Document =
-.-.-
Content ideation needs a dedicated role because it’s not easy to come up with unique and catchy ideas at scale on a frequent enough basis. Strategists have to burn midnight’s oil to come up with engaging ideas that can keep both the prospects and search engines happy. After so much brainstorming and input, the math of content marketing gets severely skewed. Kept unchecked, chances are that your content might actually cost more than your paid campaigns to actually generate leads.
In this article, we highlight this argument using the example of manually mining Google Web Search Console data to come up with blog content ideas. The focus here is not so much on how to do this data mining itself. We are more interested in highlighting the issues with the extra time and effort that this takes.
We then contrast this with an automated, alert based keyword data mining and selection technique to highlight how much more effective and efficient it can be to implement automation for coming up with the right keywords for blog content ideas.
Using Google Search Console data to identify keyword-based blog content ideas
Google Web Search Console is a free tool used by most SEOs to get insights into their search performance data. While there are more than a few tools on the market for this kind of task, we take the example of Search Console as most users would already be familiar with the various screens and reports.
-.-.-
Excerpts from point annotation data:
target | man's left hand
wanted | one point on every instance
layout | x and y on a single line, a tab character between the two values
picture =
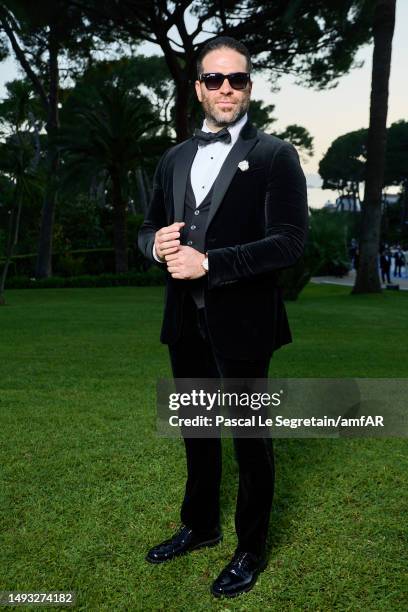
186	263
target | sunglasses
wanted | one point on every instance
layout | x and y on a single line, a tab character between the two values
214	80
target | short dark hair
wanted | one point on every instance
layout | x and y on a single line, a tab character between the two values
221	42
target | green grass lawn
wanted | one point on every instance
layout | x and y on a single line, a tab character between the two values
87	486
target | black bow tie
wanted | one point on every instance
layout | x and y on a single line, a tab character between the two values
205	138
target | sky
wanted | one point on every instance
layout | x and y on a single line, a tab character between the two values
326	114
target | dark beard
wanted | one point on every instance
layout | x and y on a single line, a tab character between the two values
212	120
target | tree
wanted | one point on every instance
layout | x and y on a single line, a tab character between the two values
314	40
106	120
39	35
367	279
18	161
343	165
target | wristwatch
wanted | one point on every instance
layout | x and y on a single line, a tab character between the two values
204	263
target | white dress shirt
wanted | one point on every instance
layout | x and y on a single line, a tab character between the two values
208	161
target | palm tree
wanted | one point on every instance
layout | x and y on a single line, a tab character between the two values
107	133
367	280
18	161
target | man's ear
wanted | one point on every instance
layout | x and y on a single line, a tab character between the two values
197	85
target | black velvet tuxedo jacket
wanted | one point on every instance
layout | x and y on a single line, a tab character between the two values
257	225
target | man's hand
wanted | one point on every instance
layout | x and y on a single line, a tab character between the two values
167	240
186	263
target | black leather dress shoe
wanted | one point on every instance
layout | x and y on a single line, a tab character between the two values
239	576
181	543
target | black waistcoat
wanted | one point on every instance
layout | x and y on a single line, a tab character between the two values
193	234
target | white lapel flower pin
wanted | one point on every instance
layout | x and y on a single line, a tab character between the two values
243	165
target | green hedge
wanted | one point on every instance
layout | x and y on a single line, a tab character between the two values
77	262
154	276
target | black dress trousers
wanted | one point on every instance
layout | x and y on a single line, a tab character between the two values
193	357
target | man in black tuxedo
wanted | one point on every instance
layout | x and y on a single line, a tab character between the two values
228	210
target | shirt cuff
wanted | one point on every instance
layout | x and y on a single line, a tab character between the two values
157	258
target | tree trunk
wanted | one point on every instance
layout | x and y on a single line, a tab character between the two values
182	106
14	226
367	280
142	190
119	224
44	257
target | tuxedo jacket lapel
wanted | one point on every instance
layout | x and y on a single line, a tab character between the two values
183	162
182	167
246	141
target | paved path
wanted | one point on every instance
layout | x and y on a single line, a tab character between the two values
349	279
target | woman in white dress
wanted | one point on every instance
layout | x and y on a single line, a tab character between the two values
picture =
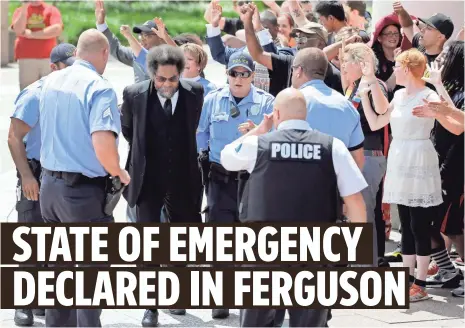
412	180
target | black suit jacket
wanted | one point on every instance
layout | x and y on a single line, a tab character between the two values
133	123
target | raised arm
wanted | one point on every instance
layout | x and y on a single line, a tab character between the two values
126	116
136	47
377	96
121	53
451	118
19	22
297	13
162	33
253	45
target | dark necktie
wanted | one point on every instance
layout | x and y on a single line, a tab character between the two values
168	108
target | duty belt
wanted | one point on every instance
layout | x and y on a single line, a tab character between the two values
76	178
374	153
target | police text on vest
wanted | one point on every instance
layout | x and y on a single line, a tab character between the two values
295	151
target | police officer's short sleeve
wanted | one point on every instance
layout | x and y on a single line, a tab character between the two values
27	105
104	113
269	104
350	179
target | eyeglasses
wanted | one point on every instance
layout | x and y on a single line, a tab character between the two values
234	110
391	34
162	79
242	75
241	3
145	35
301	39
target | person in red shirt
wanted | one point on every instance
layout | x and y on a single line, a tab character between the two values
37	25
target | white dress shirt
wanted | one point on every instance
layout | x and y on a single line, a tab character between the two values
242	155
174	100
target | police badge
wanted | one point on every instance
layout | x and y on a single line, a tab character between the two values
254	110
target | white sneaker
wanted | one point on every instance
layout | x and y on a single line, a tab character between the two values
444	279
458	292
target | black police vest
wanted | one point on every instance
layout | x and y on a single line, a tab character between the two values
293	180
166	144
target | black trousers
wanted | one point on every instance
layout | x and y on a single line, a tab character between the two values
180	205
222	201
63	203
379	222
417	229
274	318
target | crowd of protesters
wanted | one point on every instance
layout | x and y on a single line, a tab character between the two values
394	97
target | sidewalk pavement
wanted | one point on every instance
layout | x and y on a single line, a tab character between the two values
442	311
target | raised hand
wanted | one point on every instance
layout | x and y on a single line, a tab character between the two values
368	67
160	31
354	39
257	24
398	8
246	14
216	13
246	127
435	73
125	31
99	12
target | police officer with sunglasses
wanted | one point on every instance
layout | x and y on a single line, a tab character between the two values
227	113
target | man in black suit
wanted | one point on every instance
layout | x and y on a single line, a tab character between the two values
159	120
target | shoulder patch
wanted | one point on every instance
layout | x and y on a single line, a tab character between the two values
107	113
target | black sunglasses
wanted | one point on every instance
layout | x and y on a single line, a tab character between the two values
235	74
234	110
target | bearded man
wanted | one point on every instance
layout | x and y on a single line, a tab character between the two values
159	120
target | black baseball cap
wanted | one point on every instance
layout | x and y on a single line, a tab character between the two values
241	59
144	28
63	53
440	22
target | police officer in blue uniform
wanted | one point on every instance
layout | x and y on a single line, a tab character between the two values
285	164
24	144
225	113
80	123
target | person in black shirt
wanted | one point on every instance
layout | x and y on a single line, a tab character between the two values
448	140
386	39
280	66
429	35
358	70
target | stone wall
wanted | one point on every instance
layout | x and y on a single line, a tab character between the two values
4	37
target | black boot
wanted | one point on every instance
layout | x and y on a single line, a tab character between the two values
150	318
24	317
39	312
178	311
220	313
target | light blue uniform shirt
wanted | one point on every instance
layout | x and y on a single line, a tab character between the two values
27	110
330	112
74	103
217	128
-.-.-
What you should do =
Print the part of the content ideation article that begins at the words "We then contrast" and stops after "screens and reports.". None of the entries have any bearing on this work.

Exercise response =
We then contrast this with an automated, alert based keyword data mining and selection technique to highlight how much more effective and efficient it can be to implement automation for coming up with the right keywords for blog content ideas.
Using Google Search Console data to identify keyword-based blog content ideas
Google Web Search Console is a free tool used by most SEOs to get insights into their search performance data. While there are more than a few tools on the market for this kind of task, we take the example of Search Console as most users would already be familiar with the various screens and reports.